#### Dataset:
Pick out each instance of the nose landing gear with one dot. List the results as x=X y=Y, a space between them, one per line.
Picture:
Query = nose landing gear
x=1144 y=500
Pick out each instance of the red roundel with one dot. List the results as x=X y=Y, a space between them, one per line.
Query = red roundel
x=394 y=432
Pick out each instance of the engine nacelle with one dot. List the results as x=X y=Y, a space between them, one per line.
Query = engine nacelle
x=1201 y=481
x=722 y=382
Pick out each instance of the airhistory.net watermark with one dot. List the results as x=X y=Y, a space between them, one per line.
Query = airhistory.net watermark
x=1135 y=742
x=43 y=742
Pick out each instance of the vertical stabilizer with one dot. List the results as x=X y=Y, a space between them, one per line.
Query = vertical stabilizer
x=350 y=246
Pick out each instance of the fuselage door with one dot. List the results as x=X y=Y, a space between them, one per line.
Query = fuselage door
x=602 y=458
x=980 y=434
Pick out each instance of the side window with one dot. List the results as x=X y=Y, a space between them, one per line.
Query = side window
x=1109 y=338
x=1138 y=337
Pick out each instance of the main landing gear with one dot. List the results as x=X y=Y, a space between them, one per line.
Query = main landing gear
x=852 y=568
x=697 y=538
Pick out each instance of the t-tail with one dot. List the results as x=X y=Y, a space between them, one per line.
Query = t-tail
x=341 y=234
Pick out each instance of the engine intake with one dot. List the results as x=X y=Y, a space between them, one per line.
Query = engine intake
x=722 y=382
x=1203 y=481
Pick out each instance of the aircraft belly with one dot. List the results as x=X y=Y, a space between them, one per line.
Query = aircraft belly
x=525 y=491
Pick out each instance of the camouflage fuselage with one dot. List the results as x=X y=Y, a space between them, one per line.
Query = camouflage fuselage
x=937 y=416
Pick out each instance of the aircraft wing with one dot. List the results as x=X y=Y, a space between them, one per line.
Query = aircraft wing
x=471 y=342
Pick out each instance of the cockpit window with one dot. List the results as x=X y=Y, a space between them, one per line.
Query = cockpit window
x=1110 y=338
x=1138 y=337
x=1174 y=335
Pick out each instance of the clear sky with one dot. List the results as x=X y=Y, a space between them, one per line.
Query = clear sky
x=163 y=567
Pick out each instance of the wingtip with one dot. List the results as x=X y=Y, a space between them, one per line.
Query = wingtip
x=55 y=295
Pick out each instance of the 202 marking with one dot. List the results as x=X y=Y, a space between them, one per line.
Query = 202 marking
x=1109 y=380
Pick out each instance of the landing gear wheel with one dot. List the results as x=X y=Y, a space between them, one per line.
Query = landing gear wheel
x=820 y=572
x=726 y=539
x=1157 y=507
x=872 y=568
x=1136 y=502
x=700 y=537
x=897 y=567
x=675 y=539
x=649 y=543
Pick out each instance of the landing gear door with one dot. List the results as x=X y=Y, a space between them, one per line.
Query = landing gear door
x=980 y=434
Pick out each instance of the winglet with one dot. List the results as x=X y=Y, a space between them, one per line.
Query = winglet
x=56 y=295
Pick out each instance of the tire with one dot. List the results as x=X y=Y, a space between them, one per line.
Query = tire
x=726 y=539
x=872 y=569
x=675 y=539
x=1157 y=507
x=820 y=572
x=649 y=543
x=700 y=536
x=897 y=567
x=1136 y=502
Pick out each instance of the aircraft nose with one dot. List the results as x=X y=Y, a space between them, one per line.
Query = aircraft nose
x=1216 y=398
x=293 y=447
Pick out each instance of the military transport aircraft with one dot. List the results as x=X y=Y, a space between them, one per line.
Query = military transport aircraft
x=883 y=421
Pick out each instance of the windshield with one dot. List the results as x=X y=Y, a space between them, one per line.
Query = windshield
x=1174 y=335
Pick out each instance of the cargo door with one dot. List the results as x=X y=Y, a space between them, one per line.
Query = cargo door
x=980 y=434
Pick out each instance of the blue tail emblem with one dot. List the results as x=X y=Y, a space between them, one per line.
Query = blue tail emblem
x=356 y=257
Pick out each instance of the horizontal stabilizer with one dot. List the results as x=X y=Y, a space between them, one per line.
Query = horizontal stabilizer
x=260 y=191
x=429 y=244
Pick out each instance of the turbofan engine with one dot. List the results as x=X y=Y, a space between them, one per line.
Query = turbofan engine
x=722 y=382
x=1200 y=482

#### Stated exercise:
Copy out every one of the entries above word for word, from the first line to the last.

#### Task result:
Pick out each instance of the nose landing gear with one dot. List the results as x=X y=Y, a space between them, one per line.
Picture:
Query = nose landing gear
x=1144 y=500
Pick out each instance of the red roundel with one dot. List the results as x=X y=Y, a space between them, one per line.
Query = red roundel
x=394 y=432
Pick out each instance of the engine nacelle with one dot. List the results as x=X y=Y, a space between them, one per line.
Query = engine nacelle
x=1201 y=481
x=722 y=382
Pick out each instance of the airhistory.net watermark with one dot. List the results as x=X y=Y, a space between them, one per line.
Query = airhistory.net watermark
x=1135 y=742
x=43 y=742
Pick out each instance of the vertical stabilizer with one dot. List the results as x=X y=Y, a space between them, one per line.
Query = vertical stabilizer
x=350 y=246
Pick out each instance of the fuselage door with one dot. List the results as x=X y=Y, a space between them, one per line.
Query = fuselage door
x=602 y=458
x=980 y=434
Pick out each instance of the side window with one dot. List the results as x=X y=Y, a space between them, one per line.
Query = side window
x=1109 y=338
x=1138 y=337
Pick out each instance of the main landing gear with one dot. List the results as x=X y=Y, a space between them, one per line.
Query = main landing gear
x=852 y=568
x=697 y=538
Pick out each instance of the t-tail with one dot. List the results as x=X y=Y, a space between them, one per line.
Query = t-tail
x=341 y=234
Pick out each instance of the engine intake with one dot. List the results as x=X y=Y, a space between them, one per line.
Query = engine intake
x=722 y=382
x=1203 y=481
Pick out each instance of the aircraft belly with one dot. List the results as x=X y=Y, a space between them, one per line.
Query = aircraft belly
x=525 y=491
Pick out each instance of the camouflage fuselage with one dot. List the results as x=X y=Y, a space between them, one per line.
Query = camouflage fuselage
x=937 y=416
Pick out each instance of the aircraft wing with one dot. List the results as x=X y=Y, a space between them, one per line.
Query = aircraft wing
x=471 y=342
Pick out each instance of the cockpit window with one dot. List the results as x=X y=Y, a space between them, one per line.
Query = cockpit window
x=1110 y=338
x=1138 y=337
x=1174 y=335
Pick out each instance of the clear sky with one dot. List the results as x=X y=Y, a space between them, one per line.
Query = clear sky
x=163 y=567
Pick out each instance of the wingtip with one dot. List the results as x=X y=Y, a space between them, one per line.
Query = wingtip
x=55 y=295
Pick out each instance of the 202 marking with one dot. List the results as x=X y=Y, a space between them, one per line.
Query = 202 marking
x=1109 y=380
Pick out each instance of the landing gear wheel with one dot. List the results as x=X y=Y, a space between them, one per line.
Query = landing gear wheel
x=820 y=572
x=726 y=539
x=1157 y=507
x=872 y=568
x=1136 y=502
x=700 y=537
x=897 y=567
x=675 y=539
x=649 y=543
Pick out each instance of the landing gear door with one dot. List the results as x=X y=Y, a space between them, one per line.
Query = landing gear door
x=980 y=434
Pick out each instance of the winglet with one dot. List the results as x=X y=Y, a space between them, one per line.
Query = winglet
x=56 y=295
Pick out each instance of the tire with one dot. List the results as x=X y=Y, a space between them, one per line.
Query = tire
x=726 y=539
x=872 y=569
x=675 y=539
x=1157 y=507
x=820 y=572
x=649 y=543
x=700 y=536
x=897 y=567
x=1136 y=502
Pick out each instance of the aircraft nose with one dot. List the results as x=X y=Y, a space between them, one per line.
Query = aircraft nose
x=1216 y=398
x=293 y=447
Pick out each instance of the military transport aircraft with one dot. List the results as x=X y=Y, a space between them, one per line.
Query = military transport aircraft
x=883 y=421
Pick out each instance of the windshield with one dot. List the results as x=X y=Y, a space between them, one per line.
Query = windshield
x=1174 y=335
Pick out each instance of the cargo door with one dot. List the results as x=X y=Y, a space between them, one per line.
Query = cargo door
x=980 y=434
Pick out each instance of the blue tail emblem with one dot. List the results as x=X y=Y, a space between them, one per line.
Query = blue tail emblem
x=356 y=257
Pick out each instance of the horizontal stabilizer with one dot. List the results as x=X y=Y, a space between them, one per line.
Query = horizontal stabilizer
x=260 y=191
x=429 y=244
Pick out each instance of the turbofan engine with one dot. List the results as x=X y=Y, a space between them, one per line.
Query = turbofan engine
x=722 y=382
x=1200 y=482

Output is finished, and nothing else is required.